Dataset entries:
· · ·

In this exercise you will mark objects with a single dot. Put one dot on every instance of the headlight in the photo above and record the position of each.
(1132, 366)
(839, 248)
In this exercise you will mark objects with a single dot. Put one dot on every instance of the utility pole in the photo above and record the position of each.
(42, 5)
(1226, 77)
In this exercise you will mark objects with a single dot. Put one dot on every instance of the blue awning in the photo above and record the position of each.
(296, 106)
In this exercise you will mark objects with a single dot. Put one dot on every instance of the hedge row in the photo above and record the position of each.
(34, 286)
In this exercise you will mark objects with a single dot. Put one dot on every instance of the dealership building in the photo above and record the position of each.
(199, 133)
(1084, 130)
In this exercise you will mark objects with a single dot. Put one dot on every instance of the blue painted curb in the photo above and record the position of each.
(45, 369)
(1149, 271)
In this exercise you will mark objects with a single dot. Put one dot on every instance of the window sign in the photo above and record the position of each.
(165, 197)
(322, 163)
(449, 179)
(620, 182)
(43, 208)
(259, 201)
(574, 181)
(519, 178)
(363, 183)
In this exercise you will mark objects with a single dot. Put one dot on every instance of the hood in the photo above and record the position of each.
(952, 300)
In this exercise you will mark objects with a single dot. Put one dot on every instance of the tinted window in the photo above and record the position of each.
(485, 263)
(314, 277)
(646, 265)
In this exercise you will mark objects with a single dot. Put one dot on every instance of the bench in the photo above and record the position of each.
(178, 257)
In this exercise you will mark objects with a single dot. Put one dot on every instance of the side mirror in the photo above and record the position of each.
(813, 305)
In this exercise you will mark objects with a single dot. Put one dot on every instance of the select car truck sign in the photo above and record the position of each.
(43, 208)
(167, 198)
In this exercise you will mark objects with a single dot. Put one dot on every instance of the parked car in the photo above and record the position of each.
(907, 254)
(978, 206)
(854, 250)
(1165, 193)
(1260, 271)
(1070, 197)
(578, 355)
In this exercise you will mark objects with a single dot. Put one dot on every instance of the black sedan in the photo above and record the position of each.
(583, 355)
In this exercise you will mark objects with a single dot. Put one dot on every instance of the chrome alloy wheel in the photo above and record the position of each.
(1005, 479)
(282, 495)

· · ·

**DESCRIPTION OF THE TASK:** Repeat the whole of the data verbatim, as it reads above.

**SOLUTION:**
In this exercise you will mark objects with a single dot. Put one dot on every instance of the headlight in the photo above and record the position of each.
(1132, 366)
(839, 248)
In this exercise you will mark objects with a single dot. Put one dot on every instance of the utility pole in the photo above and record the position of each.
(42, 5)
(1226, 77)
In this exercise you will mark objects with a single dot. Put one dot on every instance of the blue awning in the photo above and record the position of each.
(296, 106)
In this exercise you will mark objects with a single dot. Put one dot on every instance of the hedge row in the photo above and record the position of each.
(34, 286)
In this exercise you will mark objects with a single dot. Put one dot on every instance of the dealership building in the photo above and record the position of each.
(199, 133)
(1084, 130)
In this exercise you will mark objects with a single dot. Put one dot on every instance of the blue painted curb in the photo above and record the position of each.
(45, 369)
(1149, 271)
In this exercise you will mark objects with a single dot. Put one dot on every instance of the window sign in the photo above and record the position of each.
(165, 197)
(322, 163)
(449, 179)
(620, 182)
(43, 208)
(259, 201)
(574, 181)
(519, 178)
(363, 183)
In this exercise you will mark objects with a single dot. Put one dot on every instance of the hood in the photo above and record the position of each.
(952, 300)
In this exercise you will mark objects with a single dot. Put one dot on every instance of the tinted window in the photo above and record the position of each.
(485, 263)
(314, 277)
(646, 265)
In this exercise you will mark objects with a single dot. Put one dot on every instance of the bench in the photo above and record the position of each.
(178, 257)
In this exercise you will mark objects with a single dot. Put one dot on every instance of the side mirror in the photo above and record the position of each.
(813, 305)
In this exercise you will mark objects with a single dot. Put one dot on every instance of the select car truck sign in the photo above and record the position of each.
(43, 208)
(167, 198)
In this exercise you will mark objects with a single dot. Put one dot on every instance of the parked car in the photo above and record the position of each.
(907, 254)
(978, 206)
(854, 250)
(1165, 193)
(1260, 271)
(1070, 197)
(578, 355)
In this exercise you will mark objects with a single dot. Put one dot on every instance of the black sedan in the photo above and record the position of each.
(583, 355)
In this exercise you will mark objects with a single dot. Put one dot on every instance of the chrome alloy wheel in the photo above and record the position of each.
(1005, 479)
(282, 495)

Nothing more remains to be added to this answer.